• _Your assignment_:
Your task is to return all of the entries below exactly, leaving out each picture.

• _Extracted records_:
————

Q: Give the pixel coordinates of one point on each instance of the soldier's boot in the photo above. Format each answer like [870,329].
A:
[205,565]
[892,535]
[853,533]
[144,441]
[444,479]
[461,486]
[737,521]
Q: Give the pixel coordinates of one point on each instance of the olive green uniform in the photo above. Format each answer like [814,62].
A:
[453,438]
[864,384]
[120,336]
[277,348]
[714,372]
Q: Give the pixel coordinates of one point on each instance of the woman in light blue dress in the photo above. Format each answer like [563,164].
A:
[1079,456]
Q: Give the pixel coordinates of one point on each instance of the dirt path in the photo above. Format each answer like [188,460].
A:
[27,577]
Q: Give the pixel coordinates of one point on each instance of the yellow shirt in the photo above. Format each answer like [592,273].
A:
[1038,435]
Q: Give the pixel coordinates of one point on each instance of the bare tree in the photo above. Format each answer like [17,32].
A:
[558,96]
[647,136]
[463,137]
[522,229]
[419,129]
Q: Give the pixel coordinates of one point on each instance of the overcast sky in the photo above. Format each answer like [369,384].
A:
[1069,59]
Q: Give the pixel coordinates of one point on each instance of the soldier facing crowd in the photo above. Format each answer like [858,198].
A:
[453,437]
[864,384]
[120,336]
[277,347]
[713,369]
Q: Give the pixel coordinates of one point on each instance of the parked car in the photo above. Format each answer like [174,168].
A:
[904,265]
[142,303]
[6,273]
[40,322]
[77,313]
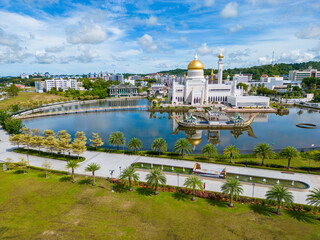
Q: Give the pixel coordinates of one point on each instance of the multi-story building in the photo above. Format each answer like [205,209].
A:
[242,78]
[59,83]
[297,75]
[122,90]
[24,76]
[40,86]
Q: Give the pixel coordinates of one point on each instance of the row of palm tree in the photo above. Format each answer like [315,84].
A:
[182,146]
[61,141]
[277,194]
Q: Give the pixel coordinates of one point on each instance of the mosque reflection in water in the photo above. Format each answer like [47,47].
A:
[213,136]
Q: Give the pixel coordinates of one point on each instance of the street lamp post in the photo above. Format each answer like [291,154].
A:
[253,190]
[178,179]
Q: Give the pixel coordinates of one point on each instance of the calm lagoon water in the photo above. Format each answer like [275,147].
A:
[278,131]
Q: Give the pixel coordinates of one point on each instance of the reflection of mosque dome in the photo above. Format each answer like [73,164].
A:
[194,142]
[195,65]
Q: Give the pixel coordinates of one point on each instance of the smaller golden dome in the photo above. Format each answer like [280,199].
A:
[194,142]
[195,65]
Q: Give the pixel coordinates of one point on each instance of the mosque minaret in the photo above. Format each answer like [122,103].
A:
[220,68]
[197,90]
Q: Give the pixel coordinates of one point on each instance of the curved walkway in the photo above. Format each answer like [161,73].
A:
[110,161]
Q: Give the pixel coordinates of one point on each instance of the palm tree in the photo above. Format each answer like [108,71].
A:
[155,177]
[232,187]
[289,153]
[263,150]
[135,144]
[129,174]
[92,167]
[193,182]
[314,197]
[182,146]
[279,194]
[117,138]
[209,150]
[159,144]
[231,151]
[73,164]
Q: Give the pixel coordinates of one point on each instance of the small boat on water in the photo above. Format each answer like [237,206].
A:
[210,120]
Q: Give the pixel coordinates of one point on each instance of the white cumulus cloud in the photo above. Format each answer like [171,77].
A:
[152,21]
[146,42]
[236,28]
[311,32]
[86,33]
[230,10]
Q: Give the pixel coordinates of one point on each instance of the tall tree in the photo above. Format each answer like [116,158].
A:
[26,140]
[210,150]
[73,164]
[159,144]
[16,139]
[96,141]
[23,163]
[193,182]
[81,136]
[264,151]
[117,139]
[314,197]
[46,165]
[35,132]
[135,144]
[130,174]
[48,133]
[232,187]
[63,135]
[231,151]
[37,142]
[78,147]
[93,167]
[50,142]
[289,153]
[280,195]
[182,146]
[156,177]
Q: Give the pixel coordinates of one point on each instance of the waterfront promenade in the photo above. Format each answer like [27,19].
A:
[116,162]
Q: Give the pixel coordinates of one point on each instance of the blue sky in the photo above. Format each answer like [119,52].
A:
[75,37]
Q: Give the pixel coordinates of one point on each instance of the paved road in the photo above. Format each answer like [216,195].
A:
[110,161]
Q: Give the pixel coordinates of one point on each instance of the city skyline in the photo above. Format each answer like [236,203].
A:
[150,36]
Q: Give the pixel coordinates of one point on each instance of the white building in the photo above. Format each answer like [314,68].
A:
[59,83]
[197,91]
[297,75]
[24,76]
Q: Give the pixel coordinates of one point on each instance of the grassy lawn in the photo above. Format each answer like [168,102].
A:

————

• _Solution below_:
Q: Give the pixel coordinates of one point on each instance of the soldier's boot in the photo above. Format each answer like [870,329].
A:
[205,565]
[892,535]
[853,533]
[144,441]
[444,479]
[461,486]
[737,521]
Q: Give the pixel coordinates of one point on each instance of the olive green uniform in the photo above. Format each answer like [814,62].
A:
[453,438]
[864,384]
[120,336]
[277,348]
[714,372]
Q: Give the pixel coordinates of one point on each instance of the woman in light blue dress in the photo above. Format each answer like [563,164].
A:
[1079,456]
Q: Give the pixel coordinates of one point on each instance of the dirt path in the photo above. Format each answer like [188,460].
A:
[27,577]
Q: Give the pixel coordinates of one point on each instance of the yellow shirt in the photo above. Format each answer like [592,273].
A:
[1038,435]
Q: Give the pixel coordinates of one point on each instance of the bare tree in the photo above. Format each answer like [17,32].
A:
[558,96]
[647,136]
[463,137]
[522,229]
[419,129]
Q: Give the pixel coordinates of one point on each instance of the overcast sky in the photo above. Format each answer like [369,384].
A:
[1069,59]
Q: Give the pixel coordinates of one point on each instance of the soldier facing crowd in the photo above. Format each answer like [858,198].
A:
[453,437]
[864,384]
[120,336]
[277,347]
[713,369]
Q: Give the pixel coordinates of one point on each instance of the parked car in the photo above. Format each answer like [174,168].
A:
[904,265]
[142,303]
[6,273]
[40,322]
[77,313]
Q: Give the pixel coordinates of one point on each instance of the multi-story building in the photo above. Format each answer like [205,209].
A:
[242,78]
[59,83]
[297,75]
[122,90]
[24,76]
[40,86]
Q: Give the pixel coordinates of one point on each instance of the row of palm tree in the photo above. Format each answer like [315,84].
A:
[182,146]
[61,141]
[277,194]
Q: Give the pixel coordinates of one point on each instance of the mosque reflection in water in the photo above. Format each answer like [47,47].
A:
[213,136]
Q: Give the pixel coordinates of one point on each instance of the street lamp post in the photo above. Format each answer like [291,154].
A:
[253,190]
[178,179]
Q: Give the pixel coordinates of one point on each instance of the calm lagoon water in the photo above. Format each answer like [275,147].
A:
[278,131]
Q: Give the pixel coordinates of one point on each instance of the reflection of mosque dome in the photo above. Format each answer like [73,164].
A:
[194,142]
[195,65]
Q: Give the pixel coordinates of one point on each instance of the smaller golden dome in the photo above. Format each answer like [280,199].
A:
[194,142]
[195,65]
Q: Give the pixel coordinates of one point on each instance of the mosque minaret in the photo above. Format each answer like [122,103].
A:
[220,68]
[197,90]
Q: Give the pixel coordinates of one point on each instance of the curved walkway in the photo above. Format each answer like [161,73].
A:
[110,161]
Q: Give the pixel coordinates of one point on each instance of the palm tree in the photo above. Format each answer like [108,71].
A:
[155,177]
[232,187]
[289,153]
[263,150]
[135,144]
[129,174]
[92,167]
[193,182]
[314,197]
[182,146]
[279,194]
[117,138]
[209,150]
[159,144]
[231,151]
[73,164]
Q: Give the pixel coordinates of one point on each instance of the small boat on water in the photo above. Format each answer like [237,206].
A:
[210,120]
Q: Give the pixel coordinates of one point on each instance of the white cumulus cloud in the photo above. Format each answer like [171,77].
A:
[152,21]
[146,42]
[236,28]
[311,32]
[86,33]
[230,10]
Q: Give the pixel coordinates of one point on each instance of the tall tree in the photo above. Format each answer like [116,158].
A:
[26,140]
[210,150]
[73,164]
[159,144]
[16,139]
[96,141]
[23,163]
[193,182]
[81,136]
[264,151]
[117,139]
[314,197]
[46,165]
[35,132]
[135,144]
[130,174]
[48,133]
[232,187]
[63,135]
[231,151]
[37,142]
[78,147]
[93,167]
[50,142]
[289,153]
[280,195]
[182,146]
[156,177]
Q: Give the pixel coordinates of one point on each instance of the waterfront promenade in the photo above. Format each answer like [27,19].
A:
[116,162]
Q: Give the pixel coordinates of one point on each instance of the blue sky in the photo above. Format each answer like [119,52].
A:
[75,37]
Q: Give the pixel coordinates of one point on each instance of the paved road in the photo above. Format each answer like [216,195].
A:
[110,161]
Q: Give the pixel coordinates of one point on each instance of the city skyline in the photo above. Format each answer like [236,203].
A:
[150,36]
Q: Give the pixel coordinates of one point on each instance of the white building in the photo above. Format each answer like [314,68].
A:
[59,83]
[197,91]
[297,75]
[24,76]
Q: Give the pixel coordinates of one point on each instance of the grassy lawn in the photo above. Format each answer like [168,102].
A:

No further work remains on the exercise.